# Problem requirements
Exactly as given, repeat all of the entries.

Start of Input data

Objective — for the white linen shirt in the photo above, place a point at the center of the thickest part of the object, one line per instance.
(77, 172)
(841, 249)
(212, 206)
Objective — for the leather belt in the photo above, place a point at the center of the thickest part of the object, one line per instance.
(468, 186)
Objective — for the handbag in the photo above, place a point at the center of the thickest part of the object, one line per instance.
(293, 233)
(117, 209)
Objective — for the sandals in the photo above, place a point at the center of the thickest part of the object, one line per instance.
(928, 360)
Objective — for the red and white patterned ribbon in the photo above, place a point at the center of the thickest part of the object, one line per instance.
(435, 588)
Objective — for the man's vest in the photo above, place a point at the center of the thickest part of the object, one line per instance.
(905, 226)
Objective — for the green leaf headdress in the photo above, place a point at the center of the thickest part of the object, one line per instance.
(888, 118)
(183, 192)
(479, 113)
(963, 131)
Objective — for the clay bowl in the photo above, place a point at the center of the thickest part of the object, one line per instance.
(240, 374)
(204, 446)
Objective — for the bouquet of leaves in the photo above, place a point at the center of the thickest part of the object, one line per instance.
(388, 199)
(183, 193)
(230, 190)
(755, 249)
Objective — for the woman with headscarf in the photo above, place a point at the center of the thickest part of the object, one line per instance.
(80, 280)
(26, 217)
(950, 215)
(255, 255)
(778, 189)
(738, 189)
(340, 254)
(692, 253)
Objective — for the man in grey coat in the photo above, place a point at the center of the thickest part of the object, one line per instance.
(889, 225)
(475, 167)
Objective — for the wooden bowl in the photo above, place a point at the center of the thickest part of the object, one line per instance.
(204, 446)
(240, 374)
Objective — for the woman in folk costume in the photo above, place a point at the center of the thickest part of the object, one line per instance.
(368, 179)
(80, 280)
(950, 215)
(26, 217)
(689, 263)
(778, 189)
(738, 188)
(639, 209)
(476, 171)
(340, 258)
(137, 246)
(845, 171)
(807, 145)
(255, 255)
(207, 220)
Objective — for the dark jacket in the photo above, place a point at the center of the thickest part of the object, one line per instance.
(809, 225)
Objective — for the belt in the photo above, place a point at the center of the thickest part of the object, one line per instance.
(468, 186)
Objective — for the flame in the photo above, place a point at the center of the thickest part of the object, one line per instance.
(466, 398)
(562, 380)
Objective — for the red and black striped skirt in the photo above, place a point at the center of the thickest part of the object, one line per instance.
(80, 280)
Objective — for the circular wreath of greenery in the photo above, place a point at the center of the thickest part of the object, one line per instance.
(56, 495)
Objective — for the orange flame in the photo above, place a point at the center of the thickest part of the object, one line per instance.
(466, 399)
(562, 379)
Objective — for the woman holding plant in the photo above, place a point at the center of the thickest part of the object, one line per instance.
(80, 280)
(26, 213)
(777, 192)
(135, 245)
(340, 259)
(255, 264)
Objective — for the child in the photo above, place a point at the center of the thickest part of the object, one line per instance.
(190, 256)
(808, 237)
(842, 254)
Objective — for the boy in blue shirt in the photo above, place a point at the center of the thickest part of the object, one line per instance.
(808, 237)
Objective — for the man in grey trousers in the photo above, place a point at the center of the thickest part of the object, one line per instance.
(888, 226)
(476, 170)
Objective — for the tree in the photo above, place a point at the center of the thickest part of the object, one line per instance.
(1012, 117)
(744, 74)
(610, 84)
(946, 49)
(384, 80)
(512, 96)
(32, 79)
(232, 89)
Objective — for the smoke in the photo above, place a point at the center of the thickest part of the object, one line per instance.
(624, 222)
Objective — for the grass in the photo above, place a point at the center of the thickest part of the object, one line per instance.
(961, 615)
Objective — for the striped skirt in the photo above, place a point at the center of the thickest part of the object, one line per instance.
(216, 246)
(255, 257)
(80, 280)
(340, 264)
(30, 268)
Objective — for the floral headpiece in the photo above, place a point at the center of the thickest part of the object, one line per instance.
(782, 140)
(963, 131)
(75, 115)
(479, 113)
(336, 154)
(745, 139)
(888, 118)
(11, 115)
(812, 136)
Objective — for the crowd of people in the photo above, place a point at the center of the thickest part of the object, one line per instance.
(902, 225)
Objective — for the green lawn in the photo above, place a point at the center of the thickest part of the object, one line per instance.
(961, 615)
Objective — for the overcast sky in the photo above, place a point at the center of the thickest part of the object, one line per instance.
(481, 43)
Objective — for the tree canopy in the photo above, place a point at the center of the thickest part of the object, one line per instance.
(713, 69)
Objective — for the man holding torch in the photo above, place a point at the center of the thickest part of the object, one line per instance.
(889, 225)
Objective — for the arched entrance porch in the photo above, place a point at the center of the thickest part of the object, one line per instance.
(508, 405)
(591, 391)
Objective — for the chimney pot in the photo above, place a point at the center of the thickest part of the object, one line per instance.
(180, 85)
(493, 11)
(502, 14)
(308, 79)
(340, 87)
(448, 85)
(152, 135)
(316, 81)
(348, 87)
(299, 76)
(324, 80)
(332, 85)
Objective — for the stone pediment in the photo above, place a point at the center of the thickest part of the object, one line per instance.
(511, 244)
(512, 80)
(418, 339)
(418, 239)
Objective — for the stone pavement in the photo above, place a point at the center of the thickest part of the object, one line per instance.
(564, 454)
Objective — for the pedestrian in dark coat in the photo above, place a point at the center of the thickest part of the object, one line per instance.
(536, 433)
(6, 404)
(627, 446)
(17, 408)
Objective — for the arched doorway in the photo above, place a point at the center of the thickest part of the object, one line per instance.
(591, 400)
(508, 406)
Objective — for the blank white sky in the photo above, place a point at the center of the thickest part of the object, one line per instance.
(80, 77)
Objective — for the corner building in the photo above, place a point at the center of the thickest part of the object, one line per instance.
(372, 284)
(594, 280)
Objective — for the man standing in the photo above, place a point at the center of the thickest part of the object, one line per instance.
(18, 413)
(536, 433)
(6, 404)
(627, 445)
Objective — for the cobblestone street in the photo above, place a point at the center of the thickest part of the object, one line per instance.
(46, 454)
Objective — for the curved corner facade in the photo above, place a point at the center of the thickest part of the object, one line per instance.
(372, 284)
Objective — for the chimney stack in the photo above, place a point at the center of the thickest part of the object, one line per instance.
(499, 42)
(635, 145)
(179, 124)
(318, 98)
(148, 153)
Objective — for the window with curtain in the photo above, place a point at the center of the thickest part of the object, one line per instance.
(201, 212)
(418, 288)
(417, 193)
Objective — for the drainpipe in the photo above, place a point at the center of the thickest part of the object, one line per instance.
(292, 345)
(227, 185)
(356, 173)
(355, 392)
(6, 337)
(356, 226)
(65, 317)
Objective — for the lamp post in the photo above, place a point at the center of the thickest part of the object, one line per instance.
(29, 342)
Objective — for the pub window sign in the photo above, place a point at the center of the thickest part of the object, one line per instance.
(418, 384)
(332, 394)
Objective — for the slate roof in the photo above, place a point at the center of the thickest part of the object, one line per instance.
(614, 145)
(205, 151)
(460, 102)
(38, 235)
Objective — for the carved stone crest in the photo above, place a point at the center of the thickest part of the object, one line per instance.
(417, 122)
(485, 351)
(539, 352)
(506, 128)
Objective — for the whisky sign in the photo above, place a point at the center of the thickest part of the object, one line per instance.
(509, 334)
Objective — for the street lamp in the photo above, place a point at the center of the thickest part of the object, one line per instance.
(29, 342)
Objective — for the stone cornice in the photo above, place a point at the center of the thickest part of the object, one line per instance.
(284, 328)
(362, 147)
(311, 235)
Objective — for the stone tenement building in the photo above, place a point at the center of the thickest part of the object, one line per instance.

End of Input data

# Problem solution
Objective — for the white linen shirt in the photo above, place a point at the center of the thickest part of the object, one line per instance.
(77, 172)
(841, 249)
(212, 206)
Objective — for the leather belt in the photo above, place a point at the center of the thickest part of the object, one line per instance.
(468, 186)
Objective — for the handbag in the photo above, place a point at the center of the thickest part of the object, one line per instance.
(293, 233)
(117, 209)
Objective — for the sandals in the photo above, place a point at the center of the thickest part of the object, one line per instance.
(928, 360)
Objective — for the red and white patterned ribbon in the photo above, place a point at the center of the thickest part of the object, one line per instance.
(435, 588)
Objective — for the man's vest in the photo above, place a point at the center of the thickest part of the object, one line per instance.
(905, 226)
Objective — for the green leaf headdress in the photo above, place a point at the center of the thickest part of the object, one line per instance.
(888, 118)
(183, 192)
(479, 113)
(963, 131)
Objective — for the clay bowl in the photo above, place a point at the center of the thickest part of the object, one line per instance.
(240, 374)
(204, 446)
Objective — for the bouquet of leaves in the photo above, place a point at the center of the thickest part of the object, one line per instance.
(388, 199)
(183, 193)
(230, 190)
(755, 249)
Objective — for the woman with headscarf in the photo above, place a point at the center of the thickest part of the object, one line per instance.
(80, 280)
(26, 217)
(950, 215)
(255, 255)
(778, 189)
(738, 189)
(340, 254)
(692, 253)
Objective — for the man in grey coat in the photo above, place a point at the center of the thickest part of the object, one line per instance.
(889, 225)
(475, 167)
Objective — for the wooden bowl in the photo above, place a point at the center of the thickest part of the object, one line per instance.
(204, 446)
(240, 374)
Objective — for the woman in folk costume in the photo above, place a point at the center of the thickest part of the object, one line per instance.
(368, 179)
(80, 280)
(950, 215)
(26, 217)
(689, 263)
(778, 189)
(738, 188)
(639, 209)
(476, 171)
(340, 258)
(137, 246)
(845, 171)
(807, 145)
(255, 255)
(207, 220)
Objective — for the dark jacket in the photo above, place a point at the center of the thickest part of the object, one line per instance.
(809, 225)
Objective — for the belt in the photo above, place a point at the center of the thickest part of the object, one line per instance.
(468, 186)
Objective — for the flame in the photo above, place a point at the center of the thickest part of the object, one line per instance.
(466, 398)
(562, 380)
Objective — for the red and black striped skirt in the photo above, place a point at the center of the thickest part of the object, one line per instance.
(80, 280)
Objective — for the circular wreath of greenery in the photo above, place a point at the center of the thickest part of the object, one line per instance.
(56, 495)
Objective — for the orange flame in the photo above, place a point at the center of the thickest part of the object, one line per instance.
(466, 399)
(562, 379)
Objective — for the woman holding plant in the photo above, place a point at the center of the thickest part of the object, one line per instance.
(80, 280)
(26, 213)
(777, 192)
(135, 245)
(340, 259)
(255, 264)
Objective — for the child in the photo above, place a point at the center of the thickest part of the object, one line per instance.
(190, 256)
(808, 237)
(842, 254)
Objective — for the boy in blue shirt in the photo above, place a point at the center of the thickest part of the object, one line per instance.
(808, 237)
Objective — for the man in grey trousers in the photo above, place a point at the center of the thickest part of the object, one line per instance.
(888, 226)
(476, 170)
Objective — for the tree in the photo above, place a point at the center of the thickest part of the object, one line per instance.
(1012, 117)
(744, 74)
(610, 84)
(946, 49)
(384, 80)
(512, 96)
(32, 79)
(232, 89)
Objective — for the smoke in the photo above, place a point at the center of the thickest part of the object, one line per instance.
(624, 222)
Objective — for the grass in the photo above, place a point at the center of the thickest part of the object, one line per instance.
(961, 615)
Objective — for the striped skirt in the photo above, place a point at the center of the thickest part of the object, one line per instance.
(216, 246)
(255, 257)
(80, 280)
(340, 264)
(30, 268)
Objective — for the floral headpiece in the photo above, place a point at the center of the thickest part of the object, one line per instance.
(782, 140)
(963, 131)
(75, 115)
(479, 113)
(336, 154)
(745, 139)
(888, 118)
(11, 115)
(812, 136)
Objective — for the crowd of people in the photo above, place a point at the center of the thickest part of the object, one line per instance.
(902, 225)
Objective — for the green lawn in the photo above, place a point at the center of the thickest part of the object, one line per instance.
(961, 615)
Objective — for the overcast sky in the photo above, place a point at the center of the thickest part of the object, one line per instance.
(481, 43)
Objective — for the tree canopy in the photo above, place a point at the center of the thickest part of the object, one line per instance.
(713, 69)
Objective — for the man holding torch in the photo above, place a point at the center of the thickest part of the object, one line per instance.
(889, 225)
Objective — for the arched entrance porch in the photo above, place a point at the center of the thickest part of the object, one line per instance.
(508, 405)
(591, 391)
Objective — for the chimney pot in the photo above, place a point at the center of the thickest part of the object, one line per instance.
(180, 85)
(493, 11)
(502, 14)
(308, 79)
(340, 87)
(448, 85)
(152, 135)
(316, 81)
(348, 87)
(299, 76)
(324, 80)
(332, 85)
Objective — for the stone pediment in the photo above, place a point at the center of the thickest part of the object, one line per instance.
(511, 244)
(512, 80)
(418, 339)
(418, 239)
Objective — for the stone pavement in the photo above, place a point at the center of the thickest part of the object, one line per instance.
(564, 454)
Objective — for the pedestrian in dark coat in the photo above, place a point at the center of the thickest part of the object, one line per instance.
(536, 433)
(6, 404)
(627, 446)
(17, 408)
Objective — for the arched doorway in the photo above, place a point at the center of the thickest part of the object, one line per instance.
(591, 400)
(508, 406)
Objective — for the blank white sky in the photo above, place a point at the center of the thickest part of the object, one line per instance.
(80, 77)
Objective — for the corner building in the photo above, place a point at the center of the thickest part of the object, one line per instance.
(372, 284)
(594, 280)
Objective — for the man standing in the photo above, place a point at the center of the thickest part of the object, one line per instance.
(18, 413)
(536, 433)
(6, 404)
(627, 445)
Objective — for the cobblestone street in the photo above, place a point at the center of the thickest part of the object, one line per instance.
(46, 454)
Objective — for the curved corner facade in the photo above, place a point at the center of the thickest part of the object, one line per instance.
(372, 284)
Objective — for the chimney stack in the photo above, place a point at the center of the thickest part of the object, one line per instance.
(499, 42)
(635, 145)
(179, 124)
(318, 98)
(148, 153)
Objective — for the window with curtain in the photo above, place a point at the center of the thickest part of the object, one line per instance.
(201, 212)
(418, 288)
(417, 193)
Objective — for the drainpipe in the photo above, place a point at the center of the thickest part of the object, one line per instance.
(292, 345)
(227, 185)
(356, 173)
(355, 392)
(6, 337)
(356, 226)
(65, 317)
Objective — for the lamp post in the photo above, place a point at the center of the thickest part of the object, one line per instance.
(29, 342)
Objective — for the pub window sign in the photo above, place a point at the center of the thickest part of the object, one line per instance.
(418, 384)
(332, 394)
Objective — for the slate roof in the photo above, place a point at the center of the thickest part of the object, one line per instance.
(614, 145)
(205, 151)
(460, 102)
(38, 235)
Objective — for the carved stone crest in the photo above, place a point at the center of the thickest part of the object, one line per instance.
(417, 122)
(485, 351)
(539, 352)
(506, 128)
Objective — for the whisky sign in the photo above, place a point at the center of the thickest part of the object, one line per instance.
(509, 334)
Objective — for the street lamp in the photo above, place a point at the center of the thickest part of the object, one line per instance.
(29, 342)
Objective — for the stone cornice in the photo above, place a point at the center of the thickest part of the object, one line per instance.
(284, 328)
(362, 147)
(311, 235)
Objective — for the stone tenement building in the photo above, place a point at the center of the thickest part of the object, one line per instance.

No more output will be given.